Text shown section start
Skip to content

EnsembleRetriever

The Ensemble Retriever lets you pull information from several sources at once.
You give it a search query and a list of retrievers, and it returns a single set of documents that blends the best results from each retriever.

How it Works

When you run the component, it first builds an EnsembleRetriever object.
If you only supplied one retriever, that one is used directly.
If you supplied two or more, the component gives each retriever the same weight and asks each one for the top documents.
It then merges those lists into one combined list and returns it.
All of this happens inside your Nappai dashboard—no external API calls are made.

Inputs

  • Retrievers: The retrievers you want to combine.
    Connect the outputs of other retriever components to this field.

  • Number of Results: How many documents you want in the final list.
    The default is 20, but you can adjust it to fit your needs.

  • Search Query: The text you want to search for.
    Type the query directly or connect it from another component.

Outputs

  • Retriever: The built EnsembleRetriever object.
    You can use this output to feed into other components that accept a retriever.

  • Search Results: A list of documents that match the query, merged from all the retrievers.
    Each item contains the document content and metadata, ready to be displayed or processed further.
Text shown section end
Entries supplied section start
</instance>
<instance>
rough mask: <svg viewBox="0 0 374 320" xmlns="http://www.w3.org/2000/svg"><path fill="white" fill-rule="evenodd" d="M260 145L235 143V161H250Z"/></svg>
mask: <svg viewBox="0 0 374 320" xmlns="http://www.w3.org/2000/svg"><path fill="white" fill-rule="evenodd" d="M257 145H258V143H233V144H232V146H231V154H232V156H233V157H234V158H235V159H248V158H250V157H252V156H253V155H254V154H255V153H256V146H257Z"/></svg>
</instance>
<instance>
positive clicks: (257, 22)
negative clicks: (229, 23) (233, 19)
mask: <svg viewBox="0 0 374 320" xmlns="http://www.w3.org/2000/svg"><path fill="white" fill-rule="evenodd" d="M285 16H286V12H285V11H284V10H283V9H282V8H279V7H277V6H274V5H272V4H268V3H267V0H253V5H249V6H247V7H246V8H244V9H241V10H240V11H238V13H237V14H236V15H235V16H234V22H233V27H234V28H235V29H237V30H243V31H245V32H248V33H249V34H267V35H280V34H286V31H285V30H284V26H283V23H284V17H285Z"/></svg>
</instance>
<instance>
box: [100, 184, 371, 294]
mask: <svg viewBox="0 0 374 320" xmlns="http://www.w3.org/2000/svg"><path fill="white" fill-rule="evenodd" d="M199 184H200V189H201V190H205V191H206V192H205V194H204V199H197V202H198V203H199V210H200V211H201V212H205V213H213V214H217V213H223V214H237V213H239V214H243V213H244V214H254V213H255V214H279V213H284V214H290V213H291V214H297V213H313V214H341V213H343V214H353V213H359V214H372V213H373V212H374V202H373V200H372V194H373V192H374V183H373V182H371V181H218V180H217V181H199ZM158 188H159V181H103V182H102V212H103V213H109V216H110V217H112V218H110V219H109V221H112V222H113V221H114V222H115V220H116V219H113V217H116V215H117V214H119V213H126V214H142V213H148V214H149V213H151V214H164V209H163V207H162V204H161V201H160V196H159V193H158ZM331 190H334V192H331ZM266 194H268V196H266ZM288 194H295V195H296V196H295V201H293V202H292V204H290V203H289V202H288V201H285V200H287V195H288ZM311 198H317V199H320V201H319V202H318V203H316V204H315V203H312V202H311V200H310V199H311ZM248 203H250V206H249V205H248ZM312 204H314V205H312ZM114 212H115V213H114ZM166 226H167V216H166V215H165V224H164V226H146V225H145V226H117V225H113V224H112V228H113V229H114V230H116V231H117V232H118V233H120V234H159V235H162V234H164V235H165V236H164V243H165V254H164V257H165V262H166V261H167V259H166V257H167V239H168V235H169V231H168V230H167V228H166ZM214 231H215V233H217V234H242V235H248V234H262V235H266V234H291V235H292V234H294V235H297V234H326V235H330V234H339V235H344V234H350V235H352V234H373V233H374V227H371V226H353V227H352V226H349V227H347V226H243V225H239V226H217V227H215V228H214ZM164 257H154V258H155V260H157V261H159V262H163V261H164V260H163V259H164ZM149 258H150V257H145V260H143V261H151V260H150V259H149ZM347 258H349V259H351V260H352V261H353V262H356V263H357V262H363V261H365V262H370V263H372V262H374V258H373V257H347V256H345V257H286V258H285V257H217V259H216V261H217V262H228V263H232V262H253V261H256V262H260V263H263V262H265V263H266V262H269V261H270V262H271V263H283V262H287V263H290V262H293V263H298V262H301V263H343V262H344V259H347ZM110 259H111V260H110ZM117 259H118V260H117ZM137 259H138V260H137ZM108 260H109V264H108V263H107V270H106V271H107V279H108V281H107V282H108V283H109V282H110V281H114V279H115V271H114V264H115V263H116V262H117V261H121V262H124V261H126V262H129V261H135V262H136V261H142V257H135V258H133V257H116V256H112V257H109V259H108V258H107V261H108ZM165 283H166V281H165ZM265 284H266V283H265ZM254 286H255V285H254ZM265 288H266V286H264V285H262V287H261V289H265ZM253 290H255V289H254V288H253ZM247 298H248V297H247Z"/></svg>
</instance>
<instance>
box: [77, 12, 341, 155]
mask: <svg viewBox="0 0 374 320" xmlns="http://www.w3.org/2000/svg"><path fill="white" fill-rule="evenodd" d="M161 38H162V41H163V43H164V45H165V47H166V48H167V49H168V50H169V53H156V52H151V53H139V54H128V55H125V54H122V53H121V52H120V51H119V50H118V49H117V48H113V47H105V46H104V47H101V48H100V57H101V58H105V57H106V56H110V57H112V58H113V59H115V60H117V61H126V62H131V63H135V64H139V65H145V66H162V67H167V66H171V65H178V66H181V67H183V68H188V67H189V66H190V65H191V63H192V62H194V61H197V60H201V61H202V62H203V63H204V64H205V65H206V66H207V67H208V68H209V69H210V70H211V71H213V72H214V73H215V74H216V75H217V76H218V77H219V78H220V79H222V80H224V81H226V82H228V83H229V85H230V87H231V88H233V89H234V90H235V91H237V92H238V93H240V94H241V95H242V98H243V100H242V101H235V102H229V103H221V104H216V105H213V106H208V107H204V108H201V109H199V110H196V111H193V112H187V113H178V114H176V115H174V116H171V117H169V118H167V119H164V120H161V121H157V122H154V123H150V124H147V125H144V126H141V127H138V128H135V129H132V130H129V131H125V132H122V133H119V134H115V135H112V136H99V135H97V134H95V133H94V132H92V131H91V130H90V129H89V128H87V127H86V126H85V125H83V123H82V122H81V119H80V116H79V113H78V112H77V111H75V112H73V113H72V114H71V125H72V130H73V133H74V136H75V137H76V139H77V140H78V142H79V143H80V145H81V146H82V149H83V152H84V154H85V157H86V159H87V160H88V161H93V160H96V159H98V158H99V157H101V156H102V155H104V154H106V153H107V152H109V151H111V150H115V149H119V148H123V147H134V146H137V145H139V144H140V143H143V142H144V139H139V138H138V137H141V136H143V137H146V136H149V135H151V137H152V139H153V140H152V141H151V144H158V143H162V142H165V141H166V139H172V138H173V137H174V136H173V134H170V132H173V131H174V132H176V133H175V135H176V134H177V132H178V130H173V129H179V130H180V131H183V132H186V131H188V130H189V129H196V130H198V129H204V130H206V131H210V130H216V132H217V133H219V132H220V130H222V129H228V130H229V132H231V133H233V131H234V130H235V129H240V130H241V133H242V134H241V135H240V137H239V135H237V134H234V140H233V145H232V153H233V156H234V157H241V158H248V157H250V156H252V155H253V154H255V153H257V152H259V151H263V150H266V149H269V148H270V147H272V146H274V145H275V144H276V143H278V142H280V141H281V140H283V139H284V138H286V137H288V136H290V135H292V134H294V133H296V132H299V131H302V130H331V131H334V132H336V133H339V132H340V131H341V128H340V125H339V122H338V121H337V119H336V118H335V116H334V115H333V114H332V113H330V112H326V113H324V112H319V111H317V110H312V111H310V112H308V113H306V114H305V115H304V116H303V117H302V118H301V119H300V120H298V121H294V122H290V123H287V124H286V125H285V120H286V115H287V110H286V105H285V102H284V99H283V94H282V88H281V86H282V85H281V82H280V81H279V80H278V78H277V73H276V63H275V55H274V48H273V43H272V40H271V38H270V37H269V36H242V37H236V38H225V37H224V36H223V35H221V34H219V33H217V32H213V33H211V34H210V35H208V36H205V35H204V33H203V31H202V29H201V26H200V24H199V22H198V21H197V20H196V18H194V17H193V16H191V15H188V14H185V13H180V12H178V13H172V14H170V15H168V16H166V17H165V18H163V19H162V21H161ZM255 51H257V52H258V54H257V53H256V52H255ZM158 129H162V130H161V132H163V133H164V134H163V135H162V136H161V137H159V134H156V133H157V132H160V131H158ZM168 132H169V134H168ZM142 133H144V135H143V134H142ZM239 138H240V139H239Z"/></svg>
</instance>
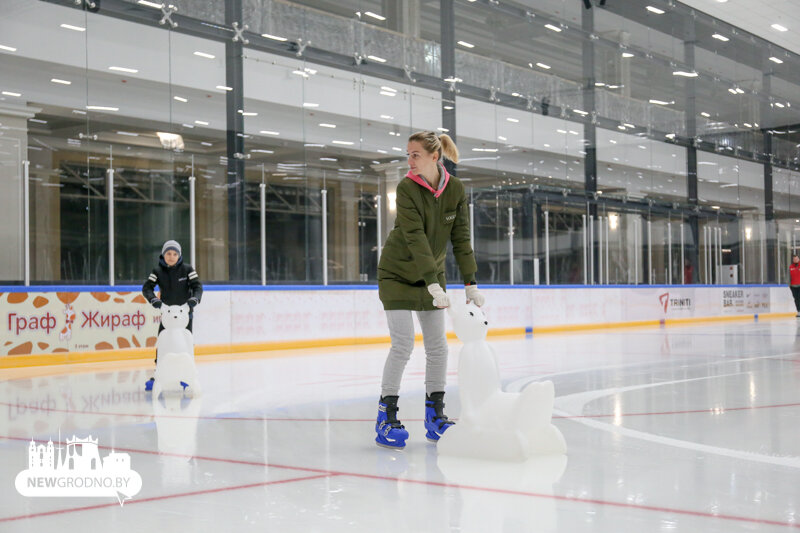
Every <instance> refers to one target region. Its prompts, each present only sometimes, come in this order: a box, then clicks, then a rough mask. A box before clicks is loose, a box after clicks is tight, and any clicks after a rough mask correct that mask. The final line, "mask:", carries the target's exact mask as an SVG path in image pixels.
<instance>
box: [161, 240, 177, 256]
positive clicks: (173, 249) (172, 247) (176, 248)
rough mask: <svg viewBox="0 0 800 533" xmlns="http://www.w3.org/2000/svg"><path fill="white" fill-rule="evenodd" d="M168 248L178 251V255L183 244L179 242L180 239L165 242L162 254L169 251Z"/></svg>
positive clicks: (171, 249) (163, 253)
mask: <svg viewBox="0 0 800 533" xmlns="http://www.w3.org/2000/svg"><path fill="white" fill-rule="evenodd" d="M168 250H175V251H176V252H178V255H182V254H181V245H180V244H178V241H167V242H165V243H164V246H162V247H161V255H164V254H165V253H167V251H168Z"/></svg>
Entries supplied section end
• _Problems to work on_
1. Based on the EnsembleRetriever page, explain why each item in Search Results is ready to be displayed or processed further.
2. According to the EnsembleRetriever page, what is the default setting for Number of Results?

• _Outputs by task_
1. Each item already holds both the document content and its metadata, so nothing else is needed before it is shown or passed on for more work.

2. The default is 20.